## BRIEF
How many of the lines below contain the word "black"? Reply with the number alone.

Bounding-box records:
============================================================

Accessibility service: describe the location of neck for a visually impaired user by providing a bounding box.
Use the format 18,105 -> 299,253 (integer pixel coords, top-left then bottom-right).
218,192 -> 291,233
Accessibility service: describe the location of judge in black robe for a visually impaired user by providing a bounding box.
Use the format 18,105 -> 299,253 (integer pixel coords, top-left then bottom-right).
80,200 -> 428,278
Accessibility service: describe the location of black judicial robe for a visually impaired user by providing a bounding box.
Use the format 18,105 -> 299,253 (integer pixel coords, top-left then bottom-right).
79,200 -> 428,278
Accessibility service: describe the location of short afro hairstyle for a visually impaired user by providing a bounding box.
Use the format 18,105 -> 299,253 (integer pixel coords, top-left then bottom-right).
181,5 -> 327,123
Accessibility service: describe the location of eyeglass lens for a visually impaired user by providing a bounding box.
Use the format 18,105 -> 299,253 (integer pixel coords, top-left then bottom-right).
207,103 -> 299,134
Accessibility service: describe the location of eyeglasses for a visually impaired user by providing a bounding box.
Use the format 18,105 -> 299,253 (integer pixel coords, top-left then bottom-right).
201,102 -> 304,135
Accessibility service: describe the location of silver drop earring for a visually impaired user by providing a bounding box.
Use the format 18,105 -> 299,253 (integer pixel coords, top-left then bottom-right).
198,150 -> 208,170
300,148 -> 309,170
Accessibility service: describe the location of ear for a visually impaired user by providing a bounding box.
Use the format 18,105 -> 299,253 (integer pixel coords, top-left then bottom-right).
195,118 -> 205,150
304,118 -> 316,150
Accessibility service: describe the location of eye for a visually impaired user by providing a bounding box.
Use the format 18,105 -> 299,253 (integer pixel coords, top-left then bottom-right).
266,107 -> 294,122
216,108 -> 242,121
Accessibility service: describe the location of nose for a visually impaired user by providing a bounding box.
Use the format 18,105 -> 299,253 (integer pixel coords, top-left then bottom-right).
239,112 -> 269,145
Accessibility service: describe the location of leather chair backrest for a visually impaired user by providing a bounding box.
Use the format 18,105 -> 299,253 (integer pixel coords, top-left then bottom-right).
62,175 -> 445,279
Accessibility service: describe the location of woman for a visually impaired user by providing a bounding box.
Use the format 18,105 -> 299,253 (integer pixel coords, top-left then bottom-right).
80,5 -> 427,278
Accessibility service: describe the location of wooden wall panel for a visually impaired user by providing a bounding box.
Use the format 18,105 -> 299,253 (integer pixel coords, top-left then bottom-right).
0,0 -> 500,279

============================================================

## SOLUTION TO THIS EXERCISE
2